** Opening SUPPLIED DATA block **
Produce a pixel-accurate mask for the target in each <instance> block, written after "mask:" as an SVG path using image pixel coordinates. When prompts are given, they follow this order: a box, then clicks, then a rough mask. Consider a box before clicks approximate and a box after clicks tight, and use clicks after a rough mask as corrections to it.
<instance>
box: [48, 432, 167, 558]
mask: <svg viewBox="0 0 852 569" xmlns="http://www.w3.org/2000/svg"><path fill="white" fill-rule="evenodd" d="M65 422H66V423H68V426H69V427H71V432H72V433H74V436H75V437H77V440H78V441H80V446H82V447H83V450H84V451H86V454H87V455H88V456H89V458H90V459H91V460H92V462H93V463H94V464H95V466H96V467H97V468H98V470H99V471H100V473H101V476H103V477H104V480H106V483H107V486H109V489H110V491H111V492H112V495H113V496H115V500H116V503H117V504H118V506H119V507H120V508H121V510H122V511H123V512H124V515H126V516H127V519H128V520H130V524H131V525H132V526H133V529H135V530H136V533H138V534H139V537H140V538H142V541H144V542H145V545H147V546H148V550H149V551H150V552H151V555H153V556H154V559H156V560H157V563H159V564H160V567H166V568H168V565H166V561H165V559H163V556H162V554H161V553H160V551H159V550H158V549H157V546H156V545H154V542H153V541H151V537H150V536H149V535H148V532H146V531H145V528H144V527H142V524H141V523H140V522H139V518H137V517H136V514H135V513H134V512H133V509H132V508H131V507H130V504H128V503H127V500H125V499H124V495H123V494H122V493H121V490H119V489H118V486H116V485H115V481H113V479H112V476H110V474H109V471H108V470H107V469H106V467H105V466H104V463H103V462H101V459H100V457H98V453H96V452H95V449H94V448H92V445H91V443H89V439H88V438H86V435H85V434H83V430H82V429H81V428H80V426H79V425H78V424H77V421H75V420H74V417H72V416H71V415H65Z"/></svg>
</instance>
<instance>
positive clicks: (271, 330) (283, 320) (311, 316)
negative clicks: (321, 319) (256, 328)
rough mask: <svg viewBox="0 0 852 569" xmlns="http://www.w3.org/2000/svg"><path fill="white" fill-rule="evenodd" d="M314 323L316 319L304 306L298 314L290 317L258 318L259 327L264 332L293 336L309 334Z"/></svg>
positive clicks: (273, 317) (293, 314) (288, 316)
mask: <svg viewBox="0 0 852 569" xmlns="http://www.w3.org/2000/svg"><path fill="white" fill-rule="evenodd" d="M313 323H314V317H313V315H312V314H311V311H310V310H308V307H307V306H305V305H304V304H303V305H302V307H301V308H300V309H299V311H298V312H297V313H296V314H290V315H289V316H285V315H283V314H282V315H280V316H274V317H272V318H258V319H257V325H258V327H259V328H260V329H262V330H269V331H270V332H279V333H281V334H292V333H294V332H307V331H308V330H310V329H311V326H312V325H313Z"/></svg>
** Closing SUPPLIED DATA block **
## WORK INSTRUCTIONS
Return every line of the material above, unchanged and in the same order.

## RESULT OF THE EXERCISE
Produce a pixel-accurate mask for the target in each <instance> block, written after "mask:" as an SVG path using image pixel coordinates. When prompts are given, they follow this order: a box, then clicks, then a rough mask. Consider a box before clicks approximate and a box after clicks tight, and use clicks after a rough mask as corrections to it.
<instance>
box: [48, 432, 167, 558]
mask: <svg viewBox="0 0 852 569" xmlns="http://www.w3.org/2000/svg"><path fill="white" fill-rule="evenodd" d="M65 422H66V423H68V426H69V427H71V432H72V433H74V436H75V437H77V440H78V441H80V446H82V447H83V450H84V451H86V454H87V455H88V456H89V458H90V459H91V460H92V462H93V463H94V464H95V466H96V467H97V468H98V470H99V471H100V473H101V476H103V477H104V480H106V483H107V486H109V489H110V491H111V492H112V495H113V496H115V500H116V503H117V504H118V506H119V507H120V508H121V510H122V511H123V512H124V515H126V516H127V519H128V520H130V524H131V525H132V526H133V529H135V530H136V533H138V534H139V537H140V538H142V541H144V542H145V545H147V546H148V550H149V551H150V552H151V555H153V556H154V559H156V560H157V563H159V564H160V567H166V568H168V565H166V561H165V559H163V556H162V554H161V553H160V551H159V550H158V549H157V546H156V545H154V542H153V541H151V537H150V536H149V535H148V532H146V531H145V528H144V527H142V524H141V523H140V522H139V518H137V517H136V514H135V513H134V512H133V509H132V508H131V507H130V504H128V503H127V500H125V499H124V495H123V494H122V493H121V490H119V489H118V486H116V485H115V481H113V479H112V476H110V474H109V471H108V470H107V469H106V467H105V466H104V463H103V462H101V459H100V457H98V453H96V452H95V449H94V448H92V445H91V443H89V439H88V438H86V435H85V434H83V430H82V429H81V428H80V426H79V425H78V424H77V421H75V420H74V417H72V416H71V415H65Z"/></svg>
</instance>
<instance>
positive clicks: (271, 330) (283, 320) (311, 316)
negative clicks: (321, 319) (256, 328)
rough mask: <svg viewBox="0 0 852 569" xmlns="http://www.w3.org/2000/svg"><path fill="white" fill-rule="evenodd" d="M314 323L316 319L304 306L298 314L290 317L258 318L259 327L264 332L293 336L309 334Z"/></svg>
positive clicks: (273, 317) (293, 314) (288, 316)
mask: <svg viewBox="0 0 852 569" xmlns="http://www.w3.org/2000/svg"><path fill="white" fill-rule="evenodd" d="M313 323H314V317H313V315H312V314H311V311H310V310H308V307H307V306H305V305H304V304H303V305H302V307H301V308H300V309H299V311H298V312H297V313H296V314H290V315H289V316H285V315H283V314H282V315H280V316H274V317H272V318H258V319H257V325H258V327H259V328H260V329H262V330H269V331H270V332H279V333H281V334H292V333H294V332H307V331H308V330H310V329H311V326H312V325H313Z"/></svg>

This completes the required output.